### TASK
Print each of the entries exactly, leaving nothing out.

=-=-=

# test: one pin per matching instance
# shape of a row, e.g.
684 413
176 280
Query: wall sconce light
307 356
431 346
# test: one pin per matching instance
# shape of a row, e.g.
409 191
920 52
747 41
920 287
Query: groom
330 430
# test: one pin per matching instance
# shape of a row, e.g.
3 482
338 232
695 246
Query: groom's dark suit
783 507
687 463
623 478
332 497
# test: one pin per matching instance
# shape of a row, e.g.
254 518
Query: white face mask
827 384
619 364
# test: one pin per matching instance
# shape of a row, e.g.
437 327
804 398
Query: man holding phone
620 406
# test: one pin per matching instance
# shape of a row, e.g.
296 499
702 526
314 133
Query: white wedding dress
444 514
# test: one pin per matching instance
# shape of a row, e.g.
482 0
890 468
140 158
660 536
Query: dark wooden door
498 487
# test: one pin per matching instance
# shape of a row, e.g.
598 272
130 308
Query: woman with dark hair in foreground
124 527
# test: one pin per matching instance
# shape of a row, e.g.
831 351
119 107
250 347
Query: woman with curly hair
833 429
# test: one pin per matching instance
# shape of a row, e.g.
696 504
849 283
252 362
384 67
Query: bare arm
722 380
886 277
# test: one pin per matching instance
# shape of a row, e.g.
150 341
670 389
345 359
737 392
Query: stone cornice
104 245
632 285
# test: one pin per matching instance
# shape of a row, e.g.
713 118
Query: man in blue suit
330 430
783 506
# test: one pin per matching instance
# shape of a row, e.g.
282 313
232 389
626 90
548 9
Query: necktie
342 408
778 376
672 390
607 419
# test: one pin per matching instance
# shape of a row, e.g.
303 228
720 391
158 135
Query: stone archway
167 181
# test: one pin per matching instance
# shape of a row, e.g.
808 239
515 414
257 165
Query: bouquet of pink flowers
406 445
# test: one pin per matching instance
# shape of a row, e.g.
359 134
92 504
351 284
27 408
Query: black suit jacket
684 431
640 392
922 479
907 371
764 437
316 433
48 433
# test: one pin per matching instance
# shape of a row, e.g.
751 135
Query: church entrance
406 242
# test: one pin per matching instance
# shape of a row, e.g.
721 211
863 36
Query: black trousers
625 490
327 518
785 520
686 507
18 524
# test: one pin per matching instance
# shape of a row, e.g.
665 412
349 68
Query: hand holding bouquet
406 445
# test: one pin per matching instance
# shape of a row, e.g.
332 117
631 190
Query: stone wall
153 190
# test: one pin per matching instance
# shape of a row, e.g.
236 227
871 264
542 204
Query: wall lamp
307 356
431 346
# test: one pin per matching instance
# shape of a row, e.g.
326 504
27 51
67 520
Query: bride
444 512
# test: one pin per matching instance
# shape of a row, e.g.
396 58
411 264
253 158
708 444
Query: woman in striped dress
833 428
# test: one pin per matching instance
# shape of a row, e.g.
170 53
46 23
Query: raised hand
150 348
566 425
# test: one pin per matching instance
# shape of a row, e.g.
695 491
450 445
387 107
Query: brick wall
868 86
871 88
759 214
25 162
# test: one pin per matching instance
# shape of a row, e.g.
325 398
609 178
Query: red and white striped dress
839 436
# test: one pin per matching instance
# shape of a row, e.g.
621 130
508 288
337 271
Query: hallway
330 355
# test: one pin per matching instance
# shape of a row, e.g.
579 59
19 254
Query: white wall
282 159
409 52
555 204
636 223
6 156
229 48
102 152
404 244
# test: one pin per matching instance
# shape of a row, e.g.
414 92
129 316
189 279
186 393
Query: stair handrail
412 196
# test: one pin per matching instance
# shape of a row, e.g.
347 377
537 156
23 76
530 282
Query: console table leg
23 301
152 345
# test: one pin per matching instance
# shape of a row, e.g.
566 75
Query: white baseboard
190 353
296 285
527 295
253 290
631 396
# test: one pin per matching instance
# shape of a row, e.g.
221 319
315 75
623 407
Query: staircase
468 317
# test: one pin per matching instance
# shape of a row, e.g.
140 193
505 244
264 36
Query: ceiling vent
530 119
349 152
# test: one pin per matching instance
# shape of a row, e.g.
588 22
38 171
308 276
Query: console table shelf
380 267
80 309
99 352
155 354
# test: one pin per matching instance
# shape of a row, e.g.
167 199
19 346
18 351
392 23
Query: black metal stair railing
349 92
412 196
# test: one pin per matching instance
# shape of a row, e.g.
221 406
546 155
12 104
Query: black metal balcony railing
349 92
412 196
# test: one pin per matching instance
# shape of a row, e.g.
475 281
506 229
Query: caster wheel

=-=-=

### CORRECT ANSWER
# test: one pin per matching instance
# shape of a row, e.g.
684 413
176 280
Query: wall sconce light
307 356
431 346
# test: one pin per matching instance
# shape of a row, e.g.
409 191
920 52
747 41
920 287
Query: groom
330 430
# test: one pin per matching instance
# shape of a row, e.g.
3 482
338 232
695 246
Query: groom's dark suit
783 507
687 463
623 478
332 497
# test: one pin per matching instance
# shape of a row, e.g.
254 518
Query: white face mask
827 384
619 364
# test: one pin per matching instance
# shape of a row, e.g.
437 327
804 398
Query: man holding phone
620 406
# test: one pin per matching instance
# shape of a row, e.g.
296 499
702 526
314 133
Query: white wedding dress
444 514
# test: one pin per matching instance
# shape of a row, e.g.
482 0
890 468
140 158
660 536
Query: dark wooden door
498 487
# test: one pin per matching instance
# shape of a row, e.g.
598 272
130 308
Query: woman with dark hair in foreground
124 527
# test: one pin per matching instance
# shape of a row, e.g.
831 351
119 107
250 347
Query: woman with curly hair
833 429
# test: one pin per matching instance
# shape of a row, e.g.
696 504
849 283
252 362
384 67
Query: bare arm
722 380
886 277
# test: one pin per matching instance
# shape of a row, e.g.
150 341
670 389
345 359
737 392
Query: stone cornice
104 245
632 285
# test: one pin per matching instance
# shape of a row, e.g.
713 118
Query: man in blue suit
330 430
783 506
# test: one pin per matching instance
# shape of a row, e.g.
282 313
232 389
626 90
548 9
Query: necktie
342 408
778 376
672 390
607 419
# test: one pin per matching instance
# shape of a row, e.g.
303 228
720 391
158 135
Query: stone archway
167 181
# test: one pin per matching instance
# shape of a row, e.g.
808 239
515 414
257 165
Query: bouquet of pink flowers
406 445
# test: one pin per matching instance
# shape of a row, e.g.
359 134
92 504
351 284
27 408
Query: black suit jacket
684 431
640 392
922 479
907 371
764 437
316 433
48 433
# test: one pin per matching instance
# shape of a row, e.g.
751 135
Query: church entrance
406 242
# test: one pin per matching instance
# shape of a row, e.g.
721 211
863 36
Query: black trousers
625 490
327 518
785 520
686 507
18 524
# test: one pin per matching instance
# shape of a row, e.g.
665 412
349 68
Query: hand holding bouquet
406 445
# test: one pin per matching instance
# shape of a row, e.g.
332 117
631 190
Query: stone wall
153 190
# test: one pin per matching instance
# shape of a row, e.g.
236 227
871 264
542 204
Query: wall lamp
307 356
431 346
# test: one pin per matching instance
# shape of a row, e.g.
326 504
27 51
67 520
Query: bride
444 512
# test: one pin per matching instance
# shape of a row, e.g.
396 58
411 264
253 158
708 444
Query: woman in striped dress
833 428
# test: one pin per matching instance
# shape of a row, e.g.
170 53
46 23
Query: raised hand
150 348
566 425
# test: one pin per matching instance
# shape of a row, e.g.
695 491
450 445
387 107
Query: brick wall
868 86
871 88
759 214
25 162
# test: one pin per matching instance
# shape of a row, e.g.
325 398
609 178
Query: red and white striped dress
839 436
# test: one pin per matching instance
# shape of a row, e.g.
621 130
508 288
337 271
Query: hallway
330 355
# test: one pin per matching instance
# shape of a row, e.g.
579 59
19 254
Query: white wall
282 159
409 52
555 204
636 223
6 156
229 48
102 152
404 244
# test: one pin per matching instance
# shape of a row, e.g.
414 92
129 316
189 279
186 393
Query: stair handrail
412 196
# test: one pin per matching instance
# shape of a row, e.g.
347 377
537 156
23 76
530 282
Query: console table leg
23 301
152 345
# test: one pin per matching instance
# shape of a row, e.g.
566 75
Query: white baseboard
190 353
296 285
527 295
253 290
631 396
# test: one pin per matching instance
# shape of a row, e.g.
221 319
315 75
623 407
Query: staircase
468 317
# test: one pin per matching instance
# shape of a row, e.g.
140 193
505 244
264 36
Query: ceiling vent
530 119
349 152
# test: one pin per matching instance
# shape of a row, e.g.
588 22
38 171
308 276
Query: console table shelf
380 267
80 309
99 352
155 354
# test: one pin per matching instance
# shape of a row, e.g.
167 199
19 346
18 351
392 23
Query: black metal stair railing
349 92
412 196
# test: one pin per matching instance
# shape of a row, e.g.
221 406
546 155
12 104
Query: black metal balcony railing
349 92
412 196
# test: one pin per matching instance
# shape of a row, e.g.
475 281
506 229
Query: caster wheel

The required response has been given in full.